Task to carry out> Skip the images and repeat every entry word for word.

Task data>
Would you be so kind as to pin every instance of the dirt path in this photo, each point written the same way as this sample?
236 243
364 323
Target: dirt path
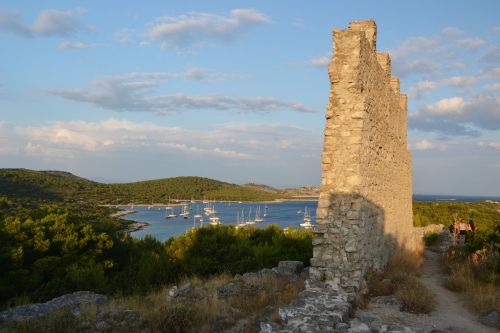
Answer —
450 314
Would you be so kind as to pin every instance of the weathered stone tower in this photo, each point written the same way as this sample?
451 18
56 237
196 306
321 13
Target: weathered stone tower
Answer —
365 206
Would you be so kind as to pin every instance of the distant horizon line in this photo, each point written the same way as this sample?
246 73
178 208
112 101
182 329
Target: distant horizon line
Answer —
109 181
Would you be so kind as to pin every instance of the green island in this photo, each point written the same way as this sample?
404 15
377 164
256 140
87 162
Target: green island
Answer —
55 238
58 186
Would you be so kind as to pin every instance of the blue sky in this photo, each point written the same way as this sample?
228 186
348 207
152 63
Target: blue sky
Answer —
236 90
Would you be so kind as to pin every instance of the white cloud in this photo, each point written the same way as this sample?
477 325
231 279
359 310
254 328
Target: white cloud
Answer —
492 55
197 27
131 92
490 144
471 43
10 22
492 86
459 117
424 144
50 22
79 46
124 35
462 82
56 22
446 106
415 67
452 32
413 45
232 141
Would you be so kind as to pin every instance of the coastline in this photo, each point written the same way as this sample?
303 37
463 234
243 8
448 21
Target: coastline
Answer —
135 225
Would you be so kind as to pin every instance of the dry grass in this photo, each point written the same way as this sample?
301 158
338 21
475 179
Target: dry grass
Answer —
481 296
414 296
200 311
401 279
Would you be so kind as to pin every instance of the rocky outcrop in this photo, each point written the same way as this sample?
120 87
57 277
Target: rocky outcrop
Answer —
37 310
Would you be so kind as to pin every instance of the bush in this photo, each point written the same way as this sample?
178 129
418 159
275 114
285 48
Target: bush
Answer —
431 238
177 319
401 279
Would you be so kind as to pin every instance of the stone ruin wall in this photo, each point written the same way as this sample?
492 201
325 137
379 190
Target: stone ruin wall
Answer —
365 205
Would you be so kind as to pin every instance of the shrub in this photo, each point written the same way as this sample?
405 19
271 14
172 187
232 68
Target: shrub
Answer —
431 238
401 279
176 319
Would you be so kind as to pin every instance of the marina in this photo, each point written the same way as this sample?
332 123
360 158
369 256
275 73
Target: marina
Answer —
174 220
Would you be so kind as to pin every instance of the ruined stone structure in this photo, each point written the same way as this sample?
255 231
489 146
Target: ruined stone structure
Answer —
365 206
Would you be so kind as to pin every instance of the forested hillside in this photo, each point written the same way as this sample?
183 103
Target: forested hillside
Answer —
48 186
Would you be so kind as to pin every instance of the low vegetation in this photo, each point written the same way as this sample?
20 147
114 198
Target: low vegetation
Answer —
401 279
476 275
198 311
431 238
50 250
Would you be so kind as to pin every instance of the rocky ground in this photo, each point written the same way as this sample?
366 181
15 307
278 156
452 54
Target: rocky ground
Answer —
315 309
323 310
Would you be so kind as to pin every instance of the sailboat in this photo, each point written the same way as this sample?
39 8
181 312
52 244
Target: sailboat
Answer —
198 215
249 221
185 212
240 222
169 213
257 215
307 220
214 220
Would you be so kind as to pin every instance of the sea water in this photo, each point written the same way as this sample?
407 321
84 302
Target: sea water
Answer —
285 214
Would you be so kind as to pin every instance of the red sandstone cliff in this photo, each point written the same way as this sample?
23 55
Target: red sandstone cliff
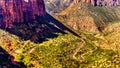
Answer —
19 11
100 2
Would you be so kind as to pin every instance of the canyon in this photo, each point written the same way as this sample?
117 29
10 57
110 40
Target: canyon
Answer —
19 11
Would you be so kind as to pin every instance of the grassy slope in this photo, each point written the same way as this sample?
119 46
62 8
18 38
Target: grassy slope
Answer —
87 17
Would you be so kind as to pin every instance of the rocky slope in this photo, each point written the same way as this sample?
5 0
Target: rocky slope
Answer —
19 11
56 6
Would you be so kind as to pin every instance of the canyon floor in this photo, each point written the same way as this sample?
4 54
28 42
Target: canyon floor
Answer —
90 38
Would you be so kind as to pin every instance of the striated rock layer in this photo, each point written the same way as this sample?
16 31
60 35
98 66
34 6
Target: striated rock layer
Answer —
100 2
19 11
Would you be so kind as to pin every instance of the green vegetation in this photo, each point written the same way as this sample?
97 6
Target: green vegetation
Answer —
93 49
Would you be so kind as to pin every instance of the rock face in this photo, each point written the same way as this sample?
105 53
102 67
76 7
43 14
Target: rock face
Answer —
101 2
56 6
19 11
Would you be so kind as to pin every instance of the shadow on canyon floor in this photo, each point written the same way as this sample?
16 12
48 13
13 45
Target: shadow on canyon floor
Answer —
7 61
39 30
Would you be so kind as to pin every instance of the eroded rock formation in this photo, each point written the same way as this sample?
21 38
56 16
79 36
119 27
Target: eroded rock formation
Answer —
100 2
19 11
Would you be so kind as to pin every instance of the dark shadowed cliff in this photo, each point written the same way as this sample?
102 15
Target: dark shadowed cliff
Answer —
19 11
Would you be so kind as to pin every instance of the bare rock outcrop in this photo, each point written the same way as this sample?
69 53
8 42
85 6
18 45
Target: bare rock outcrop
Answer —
19 11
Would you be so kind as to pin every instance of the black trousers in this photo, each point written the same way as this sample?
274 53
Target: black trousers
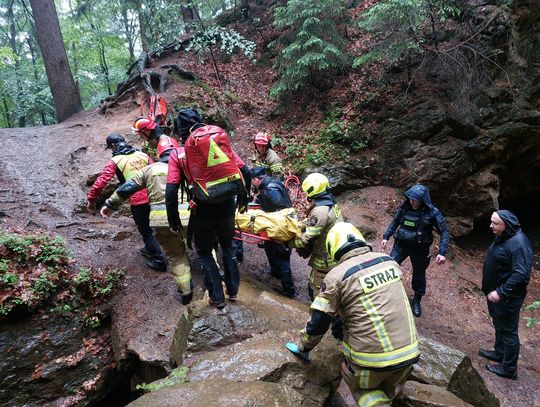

Exercise solution>
Would you be so kind as to pin every instance of the dirt path in this photo, each point written the same way as this sample?
236 243
364 323
Target: dirt path
Answer —
450 314
Would you be so kind as to pin every instance of the weathered stone tower in this photo, each point written the same way as this sample?
451 18
56 237
196 306
321 13
Target: weathered stone tower
Answer —
365 206
Would you be so kind as to pin every instance of the distant horizon line in this photo, each point written the same way as this sample?
246 73
178 208
112 101
182 329
Target: distant horizon line
Answer —
109 181
Would you be so kind as to pin every instance of the green island in this photo, each point written the same way as this sample?
404 15
377 164
256 140
87 162
Target: green island
Answer —
55 238
58 186
Would you be so kind as to pin every instance of the blue sky in this photo, each point written the same way as this sample?
228 186
348 207
152 63
Target: blue sky
Answer —
236 90
Would you be so kind as to pin every instance of the white cloud in this photo, each point written the same way as this sample?
477 325
231 279
359 310
254 328
Target: white cloud
Answer —
492 55
197 27
131 92
490 144
471 43
10 22
492 86
459 117
424 144
50 22
79 46
124 35
462 82
56 22
446 106
415 67
452 32
413 45
232 141
Would you be so kind as to pin every instance of the coastline in this photo, each point written the same way as this sample?
303 37
463 234
243 8
448 21
Target: coastline
Answer —
135 225
Would you be so kind as to pin every instance of the dry grass in this photo, each point written the same way as this sample?
301 158
338 21
475 179
Target: dry grass
Answer —
481 296
414 296
200 311
401 279
Would you be so kind as to pin every instance of the rocky outcrop in this photo, each point written the same way as this sample?
120 87
57 277
Target: rocky outcrop
Answer —
37 310
Would you be so kind as to pin every instance of the bush in this photo, each point written the same way as this sample?
178 129
418 159
275 114
285 48
Target: bush
Answer —
431 238
177 319
401 279
Would you be so kind as to pin every instance of the stone ruin wall in this photo, each point written the same way as this sample?
492 201
325 137
379 190
Target: stone ruin wall
Answer —
365 205
Would you be so kind as to pin every instance of the shrub in this photo, each point written the same way as this sample?
405 19
271 14
172 187
232 68
Target: shrub
Answer —
431 238
401 279
176 319
Would you be so kind as to pin every instance of the marina in this photo, each point written the same way as this sample?
332 123
360 158
369 256
275 73
Target: marina
Answer —
174 220
Would you be so kind as to pin every instance of the ruined stone structure in this photo, each point written the same way as this sample?
255 231
489 146
Target: ruined stone structure
Answer —
365 206
Would you be so kind as to pin every instance of the forested hillside in this photo, each point written the same way as this sample?
183 103
Target: forested hillside
Answer —
48 186
Would you be so kind as to pin every instance of the low vegetation in this photo, each point written the same way as this sample?
20 147
114 198
Target: low vegetation
Answer —
401 279
476 275
198 311
431 238
50 250
Would you be so kind as to pin every instance of the rocky ground in this photo, each point written the same way as this sample?
366 181
15 307
278 156
452 54
Target: rocky ground
Answer —
315 309
323 310
Would you be so kind as to pin every instance of the sailboat in this photo, each point written the same way as this sample?
39 8
181 312
52 244
Target: sailboat
Answer —
198 215
249 221
185 212
240 222
169 213
257 215
307 220
214 220
Would you be so kind as to pin every instance of the sea water in this photo, each point written the same way as this sample?
407 321
84 302
Target: sea water
Answer —
285 214
Would you be so kind as to pin every instance of the red sandstone cliff in this photo, each point written the same way as this sample?
23 55
Target: red sandstone cliff
Answer —
19 11
100 2
Would you be so kind as to pin every instance of the canyon in this photo, each point written the same way as this sample?
117 29
10 57
110 40
Target: canyon
Answer —
19 11
Would you be so kind as to pin every instance of the grassy slope in this photo, each point written the same way as this sample?
119 46
62 8
18 38
Target: grassy slope
Answer —
87 17
Would you be so kind as to pin every instance of the rocky slope in this photo, each point written the same way as this sample?
5 0
Target: rocky slope
Answer —
19 11
56 6
Would you be so kind as to pin every instance of the canyon floor in this photo, each point written the same way as this sample?
4 54
28 42
Target: canyon floor
Answer —
90 38
Would you be so kind as to pin every instance of the striated rock layer in this photo, each point written the same way as this sample?
16 31
60 35
98 66
34 6
Target: striated rock layer
Answer —
100 2
19 11
Would you be so kind as to pin every instance of the green vegetation in this photo, each point written the same way as this sample?
97 6
Target: green vegetation
Answer —
93 49
Would you be so kind as to pin every instance of the rock face in this photo, each point written the same way as this sample?
105 53
102 67
76 7
43 14
Target: rock face
Answer —
101 2
56 6
19 11
Would you be so kind as to pin every instance of the shadow on canyon floor in this photo, each point written the same way as this sample?
16 12
48 13
13 45
Target: shadow on canyon floor
Answer —
7 61
39 30
Would you be so kind as to pin every instance of the eroded rock formation in this photo, each point written the same way as this sample?
21 38
56 16
79 36
119 27
Target: eroded rock formation
Answer —
100 2
19 11
Would you be so kind as to pin every instance of the dark shadowed cliff in this photo, each point written the same way as this sample?
102 15
Target: dark shadowed cliff
Answer —
19 11
Would you be so kind as to pin every instance of the bare rock outcrop in this photo, each point written the same way as this sample?
69 53
8 42
85 6
18 45
Target: bare rock outcrop
Answer —
19 11
Would you be so kind as to pin every instance of the black trousers in this photo, each point written the same way as this sample?
274 53
Target: black trousers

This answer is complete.